• [Elenco]
* * * * * * * * *

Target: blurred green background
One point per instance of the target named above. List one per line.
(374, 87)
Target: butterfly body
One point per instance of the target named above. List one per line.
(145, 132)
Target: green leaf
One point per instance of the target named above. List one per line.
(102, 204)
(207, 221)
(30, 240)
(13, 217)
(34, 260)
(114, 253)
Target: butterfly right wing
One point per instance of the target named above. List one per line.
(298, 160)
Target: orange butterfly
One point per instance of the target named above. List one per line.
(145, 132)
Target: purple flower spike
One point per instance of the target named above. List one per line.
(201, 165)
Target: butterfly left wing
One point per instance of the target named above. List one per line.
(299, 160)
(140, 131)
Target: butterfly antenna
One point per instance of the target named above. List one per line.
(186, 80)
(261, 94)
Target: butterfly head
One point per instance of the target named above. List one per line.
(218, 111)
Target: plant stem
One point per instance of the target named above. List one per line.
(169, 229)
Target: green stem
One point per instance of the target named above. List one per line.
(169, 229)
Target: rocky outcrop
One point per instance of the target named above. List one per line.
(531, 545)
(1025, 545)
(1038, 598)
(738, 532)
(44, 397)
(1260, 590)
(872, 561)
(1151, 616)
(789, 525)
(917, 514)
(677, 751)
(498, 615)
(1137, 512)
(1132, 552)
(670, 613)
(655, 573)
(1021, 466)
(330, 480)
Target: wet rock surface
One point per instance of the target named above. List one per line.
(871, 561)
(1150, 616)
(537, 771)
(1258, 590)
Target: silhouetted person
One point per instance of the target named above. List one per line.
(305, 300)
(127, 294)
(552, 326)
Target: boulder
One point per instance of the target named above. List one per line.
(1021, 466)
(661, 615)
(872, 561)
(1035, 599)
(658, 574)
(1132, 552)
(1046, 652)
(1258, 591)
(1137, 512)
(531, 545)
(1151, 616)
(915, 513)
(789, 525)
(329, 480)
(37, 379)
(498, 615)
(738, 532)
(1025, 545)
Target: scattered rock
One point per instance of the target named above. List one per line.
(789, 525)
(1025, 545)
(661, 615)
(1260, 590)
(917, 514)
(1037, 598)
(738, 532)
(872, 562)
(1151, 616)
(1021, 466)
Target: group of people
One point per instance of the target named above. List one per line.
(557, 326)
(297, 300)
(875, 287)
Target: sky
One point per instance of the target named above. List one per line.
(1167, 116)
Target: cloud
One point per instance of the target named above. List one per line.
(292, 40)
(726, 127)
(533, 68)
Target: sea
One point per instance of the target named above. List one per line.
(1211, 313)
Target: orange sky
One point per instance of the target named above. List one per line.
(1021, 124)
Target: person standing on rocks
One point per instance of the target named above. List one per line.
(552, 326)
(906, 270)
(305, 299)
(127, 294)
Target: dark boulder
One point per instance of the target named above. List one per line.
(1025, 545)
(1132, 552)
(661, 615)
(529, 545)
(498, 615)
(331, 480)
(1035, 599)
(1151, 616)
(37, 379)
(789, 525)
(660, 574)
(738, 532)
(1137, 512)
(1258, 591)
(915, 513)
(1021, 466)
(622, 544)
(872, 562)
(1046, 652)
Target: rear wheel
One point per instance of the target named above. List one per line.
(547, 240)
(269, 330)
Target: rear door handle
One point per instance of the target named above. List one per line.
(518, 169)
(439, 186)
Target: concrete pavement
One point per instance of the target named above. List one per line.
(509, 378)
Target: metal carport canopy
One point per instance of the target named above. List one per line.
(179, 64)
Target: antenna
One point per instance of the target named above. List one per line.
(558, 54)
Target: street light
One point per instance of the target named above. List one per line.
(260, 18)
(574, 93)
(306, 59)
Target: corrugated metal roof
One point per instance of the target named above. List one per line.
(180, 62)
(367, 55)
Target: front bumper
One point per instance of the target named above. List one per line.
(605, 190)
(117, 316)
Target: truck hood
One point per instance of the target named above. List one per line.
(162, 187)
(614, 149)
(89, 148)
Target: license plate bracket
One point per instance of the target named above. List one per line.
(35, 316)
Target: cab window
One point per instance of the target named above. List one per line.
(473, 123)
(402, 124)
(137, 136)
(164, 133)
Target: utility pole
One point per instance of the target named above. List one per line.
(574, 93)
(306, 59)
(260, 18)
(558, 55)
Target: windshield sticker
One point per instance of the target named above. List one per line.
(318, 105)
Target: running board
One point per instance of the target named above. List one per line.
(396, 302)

* * * * * * * * *

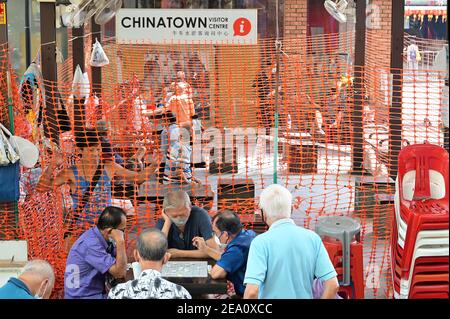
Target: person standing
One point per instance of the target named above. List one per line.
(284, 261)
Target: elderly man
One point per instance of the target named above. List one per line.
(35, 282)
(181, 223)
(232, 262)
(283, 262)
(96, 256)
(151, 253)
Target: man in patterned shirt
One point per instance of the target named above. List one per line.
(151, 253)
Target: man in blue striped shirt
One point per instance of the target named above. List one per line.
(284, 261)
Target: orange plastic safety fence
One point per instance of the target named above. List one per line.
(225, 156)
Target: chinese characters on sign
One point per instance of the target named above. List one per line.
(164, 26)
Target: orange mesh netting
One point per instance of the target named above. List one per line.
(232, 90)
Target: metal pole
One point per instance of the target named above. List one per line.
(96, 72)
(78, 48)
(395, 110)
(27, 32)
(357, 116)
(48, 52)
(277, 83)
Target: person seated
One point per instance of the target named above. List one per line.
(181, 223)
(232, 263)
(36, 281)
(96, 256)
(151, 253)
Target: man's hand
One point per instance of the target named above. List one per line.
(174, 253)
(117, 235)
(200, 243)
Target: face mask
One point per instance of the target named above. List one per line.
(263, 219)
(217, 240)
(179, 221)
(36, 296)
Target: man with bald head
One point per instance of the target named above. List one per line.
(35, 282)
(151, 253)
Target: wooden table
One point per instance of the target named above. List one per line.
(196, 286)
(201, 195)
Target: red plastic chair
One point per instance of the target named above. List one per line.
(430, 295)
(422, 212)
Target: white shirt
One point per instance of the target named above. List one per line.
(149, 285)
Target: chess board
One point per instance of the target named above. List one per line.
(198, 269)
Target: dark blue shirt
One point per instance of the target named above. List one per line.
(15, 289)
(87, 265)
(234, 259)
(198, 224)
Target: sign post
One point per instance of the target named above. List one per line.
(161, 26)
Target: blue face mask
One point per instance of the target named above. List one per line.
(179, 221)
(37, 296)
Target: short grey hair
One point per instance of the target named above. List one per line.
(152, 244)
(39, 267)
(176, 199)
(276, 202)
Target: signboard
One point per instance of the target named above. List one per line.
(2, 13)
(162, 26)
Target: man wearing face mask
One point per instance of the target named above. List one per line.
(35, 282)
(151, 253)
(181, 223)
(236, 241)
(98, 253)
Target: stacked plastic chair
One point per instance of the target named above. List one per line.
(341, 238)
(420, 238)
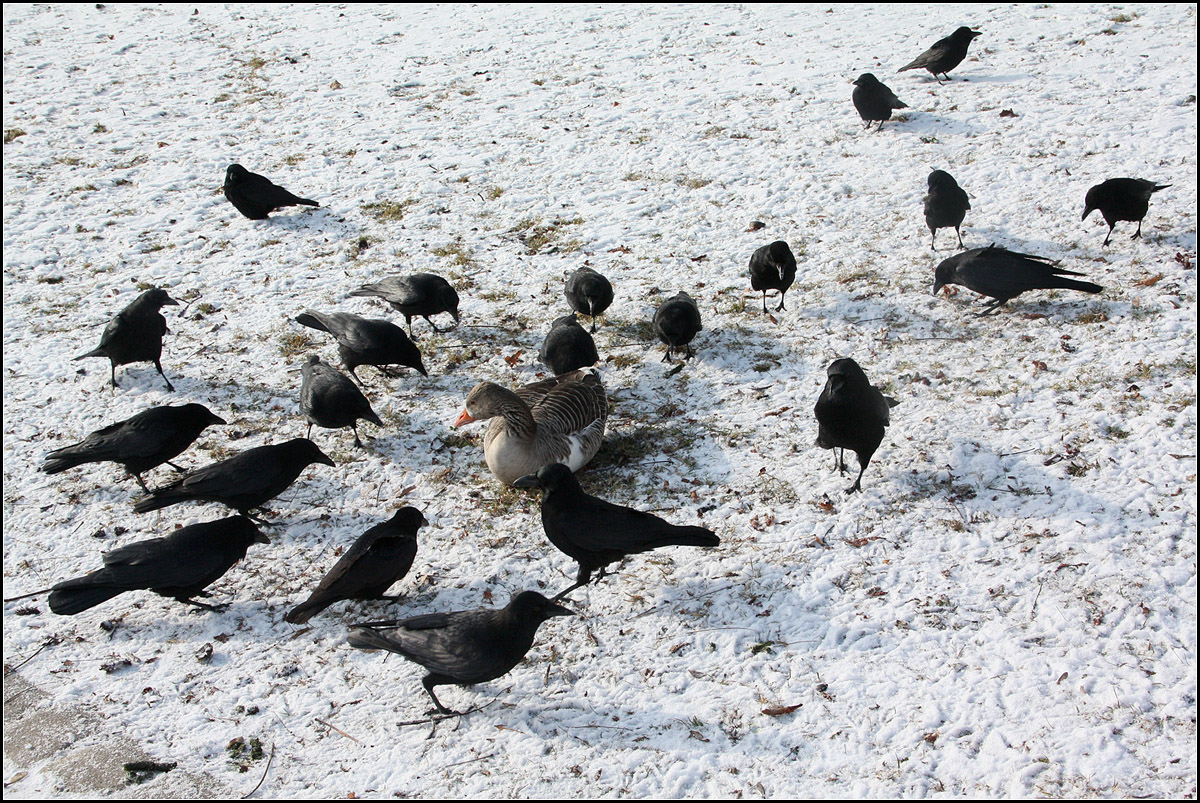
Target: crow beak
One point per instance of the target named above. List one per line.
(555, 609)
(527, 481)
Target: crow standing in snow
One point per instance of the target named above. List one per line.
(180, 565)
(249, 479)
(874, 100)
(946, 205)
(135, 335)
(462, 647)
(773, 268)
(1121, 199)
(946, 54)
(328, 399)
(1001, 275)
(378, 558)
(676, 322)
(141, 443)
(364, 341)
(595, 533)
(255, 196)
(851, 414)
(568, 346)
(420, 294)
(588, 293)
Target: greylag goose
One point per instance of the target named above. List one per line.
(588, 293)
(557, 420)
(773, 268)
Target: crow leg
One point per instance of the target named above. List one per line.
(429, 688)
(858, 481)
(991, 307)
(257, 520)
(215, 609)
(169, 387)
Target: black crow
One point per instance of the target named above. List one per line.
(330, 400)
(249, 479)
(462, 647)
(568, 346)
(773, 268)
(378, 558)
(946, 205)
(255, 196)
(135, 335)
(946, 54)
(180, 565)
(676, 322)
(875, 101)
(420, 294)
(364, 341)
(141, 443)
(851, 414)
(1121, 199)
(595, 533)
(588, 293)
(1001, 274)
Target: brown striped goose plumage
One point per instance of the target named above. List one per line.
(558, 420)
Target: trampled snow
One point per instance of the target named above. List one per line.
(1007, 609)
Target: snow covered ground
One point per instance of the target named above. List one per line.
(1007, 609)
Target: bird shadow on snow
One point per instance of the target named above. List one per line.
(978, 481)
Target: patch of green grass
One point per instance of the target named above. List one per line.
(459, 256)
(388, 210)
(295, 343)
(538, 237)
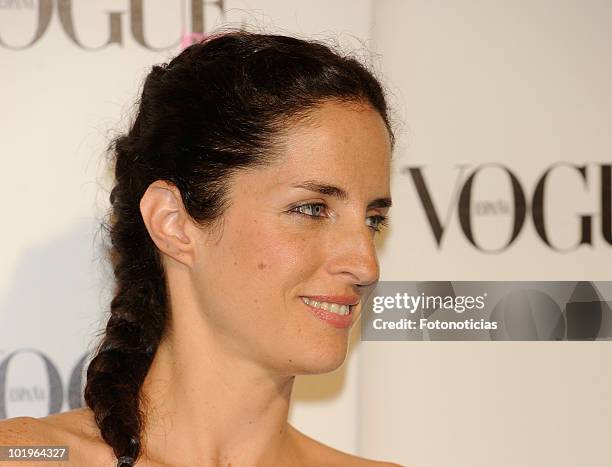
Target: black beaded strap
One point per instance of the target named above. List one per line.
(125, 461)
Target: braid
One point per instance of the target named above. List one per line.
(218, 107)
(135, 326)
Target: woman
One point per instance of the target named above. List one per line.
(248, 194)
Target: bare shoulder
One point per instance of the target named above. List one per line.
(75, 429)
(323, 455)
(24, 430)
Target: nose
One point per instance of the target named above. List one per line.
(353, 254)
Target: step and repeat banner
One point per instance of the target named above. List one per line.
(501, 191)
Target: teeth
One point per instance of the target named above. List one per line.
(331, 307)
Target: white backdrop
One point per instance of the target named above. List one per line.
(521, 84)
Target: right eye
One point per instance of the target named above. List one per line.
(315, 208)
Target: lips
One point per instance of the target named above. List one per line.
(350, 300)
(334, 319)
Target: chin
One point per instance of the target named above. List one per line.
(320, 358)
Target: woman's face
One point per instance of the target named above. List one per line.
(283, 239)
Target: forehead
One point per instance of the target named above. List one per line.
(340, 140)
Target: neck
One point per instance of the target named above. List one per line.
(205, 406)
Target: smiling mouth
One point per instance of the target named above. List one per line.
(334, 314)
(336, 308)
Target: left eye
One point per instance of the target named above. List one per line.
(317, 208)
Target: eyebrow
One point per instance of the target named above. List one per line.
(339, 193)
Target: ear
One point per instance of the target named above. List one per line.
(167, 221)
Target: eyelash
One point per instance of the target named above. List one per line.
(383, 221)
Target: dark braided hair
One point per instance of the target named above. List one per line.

* * * * * * * * *

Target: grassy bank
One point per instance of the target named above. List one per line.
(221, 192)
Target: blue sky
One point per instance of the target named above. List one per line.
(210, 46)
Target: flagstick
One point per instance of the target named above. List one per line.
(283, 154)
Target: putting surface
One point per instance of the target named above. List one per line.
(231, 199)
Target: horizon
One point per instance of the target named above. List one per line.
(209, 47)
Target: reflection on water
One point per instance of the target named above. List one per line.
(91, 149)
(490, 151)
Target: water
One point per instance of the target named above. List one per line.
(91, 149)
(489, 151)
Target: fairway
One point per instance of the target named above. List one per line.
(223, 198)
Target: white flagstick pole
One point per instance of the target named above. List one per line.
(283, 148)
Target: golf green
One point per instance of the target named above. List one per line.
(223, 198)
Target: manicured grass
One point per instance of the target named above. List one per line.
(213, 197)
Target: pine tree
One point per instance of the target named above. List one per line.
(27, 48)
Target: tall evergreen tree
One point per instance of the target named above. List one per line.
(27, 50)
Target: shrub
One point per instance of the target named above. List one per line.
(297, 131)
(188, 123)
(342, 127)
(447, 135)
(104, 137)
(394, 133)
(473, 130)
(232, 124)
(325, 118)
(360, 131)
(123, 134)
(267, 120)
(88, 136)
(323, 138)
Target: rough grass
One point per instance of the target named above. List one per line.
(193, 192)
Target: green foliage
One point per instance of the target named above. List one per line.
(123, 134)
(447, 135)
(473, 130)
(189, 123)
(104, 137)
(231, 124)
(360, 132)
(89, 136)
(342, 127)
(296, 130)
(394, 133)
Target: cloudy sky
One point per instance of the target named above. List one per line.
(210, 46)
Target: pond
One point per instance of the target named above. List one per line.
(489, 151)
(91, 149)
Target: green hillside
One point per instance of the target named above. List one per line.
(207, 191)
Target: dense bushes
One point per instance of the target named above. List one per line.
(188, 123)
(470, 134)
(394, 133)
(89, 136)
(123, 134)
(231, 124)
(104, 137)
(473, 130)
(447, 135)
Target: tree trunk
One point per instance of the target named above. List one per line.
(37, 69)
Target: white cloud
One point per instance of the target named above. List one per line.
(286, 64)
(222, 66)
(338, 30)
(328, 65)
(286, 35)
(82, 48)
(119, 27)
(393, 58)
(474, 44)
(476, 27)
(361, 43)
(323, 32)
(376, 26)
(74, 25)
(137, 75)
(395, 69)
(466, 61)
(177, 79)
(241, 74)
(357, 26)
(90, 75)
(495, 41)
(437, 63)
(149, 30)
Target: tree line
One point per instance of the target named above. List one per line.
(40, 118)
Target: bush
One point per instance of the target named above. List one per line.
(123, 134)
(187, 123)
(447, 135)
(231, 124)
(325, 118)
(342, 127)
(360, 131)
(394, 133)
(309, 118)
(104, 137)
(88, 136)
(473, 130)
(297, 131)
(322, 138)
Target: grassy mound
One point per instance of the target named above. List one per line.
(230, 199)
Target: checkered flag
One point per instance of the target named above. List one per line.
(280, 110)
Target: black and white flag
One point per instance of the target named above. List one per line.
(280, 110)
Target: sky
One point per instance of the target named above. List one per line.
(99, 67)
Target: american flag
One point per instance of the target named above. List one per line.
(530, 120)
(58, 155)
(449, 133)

* * * * * * * * *

• [Cosa fare]
Nell'elenco qui sopra, riscrivi tutto dalla riga che contiene "Target: silhouetted person" giù fino a quella che contiene "(1021, 124)", estremi compresi, scambiando "boulder" con "stone" e lasciando invariato il resto.

• [Compito svolto]
Target: silhouetted person
One point per instance of the target named above. List one per line.
(305, 300)
(127, 294)
(552, 326)
Target: stone
One point per instance of the target named above. List one per line.
(1021, 466)
(661, 615)
(872, 561)
(1035, 599)
(658, 574)
(1132, 552)
(1046, 652)
(1258, 591)
(1137, 512)
(531, 545)
(1151, 616)
(915, 513)
(789, 525)
(329, 480)
(37, 379)
(498, 615)
(738, 532)
(1025, 545)
Target: scattered rock
One point per instance of the target named above. List one per line.
(789, 525)
(1025, 545)
(661, 615)
(1260, 590)
(917, 514)
(1037, 598)
(738, 532)
(872, 562)
(1151, 616)
(1021, 466)
Target: group of people
One point per instance of the target named above. List one per line.
(557, 326)
(297, 300)
(875, 287)
Target: sky
One point per instance of the target named above. List one per line.
(1167, 116)
Target: cloud
One point per instance of the target named above. List one per line.
(292, 40)
(726, 127)
(533, 68)
Target: sea
One point per instance of the target named above. List one per line.
(1211, 313)
Target: orange sky
One point per instance of the target named above. List one per line.
(1021, 124)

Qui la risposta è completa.